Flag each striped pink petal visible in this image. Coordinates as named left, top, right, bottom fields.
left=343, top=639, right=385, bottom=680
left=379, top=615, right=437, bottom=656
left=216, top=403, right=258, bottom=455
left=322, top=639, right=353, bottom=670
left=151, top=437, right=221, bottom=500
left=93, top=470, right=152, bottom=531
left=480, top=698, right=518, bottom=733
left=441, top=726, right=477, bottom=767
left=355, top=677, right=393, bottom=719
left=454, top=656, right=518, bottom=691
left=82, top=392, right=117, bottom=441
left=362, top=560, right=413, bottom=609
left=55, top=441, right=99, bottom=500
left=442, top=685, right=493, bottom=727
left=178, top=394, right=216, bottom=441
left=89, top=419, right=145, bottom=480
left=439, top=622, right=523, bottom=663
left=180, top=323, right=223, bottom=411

[TASK TO CARRY OUT] Copy out every record above line for line, keeping each word, number and punctuation mark unchanged.

[COMPLETE OUTPUT]
Flag each striped pink petal visible in this image. Coordinates as named left, top, right, bottom fields.
left=343, top=639, right=385, bottom=680
left=379, top=615, right=437, bottom=656
left=216, top=403, right=258, bottom=455
left=322, top=639, right=353, bottom=670
left=151, top=437, right=221, bottom=500
left=93, top=470, right=152, bottom=531
left=480, top=698, right=518, bottom=733
left=441, top=726, right=477, bottom=767
left=355, top=677, right=393, bottom=719
left=454, top=656, right=518, bottom=691
left=82, top=392, right=117, bottom=441
left=362, top=560, right=413, bottom=609
left=55, top=441, right=99, bottom=500
left=442, top=685, right=493, bottom=727
left=178, top=394, right=216, bottom=441
left=89, top=419, right=145, bottom=480
left=439, top=622, right=523, bottom=663
left=180, top=323, right=223, bottom=411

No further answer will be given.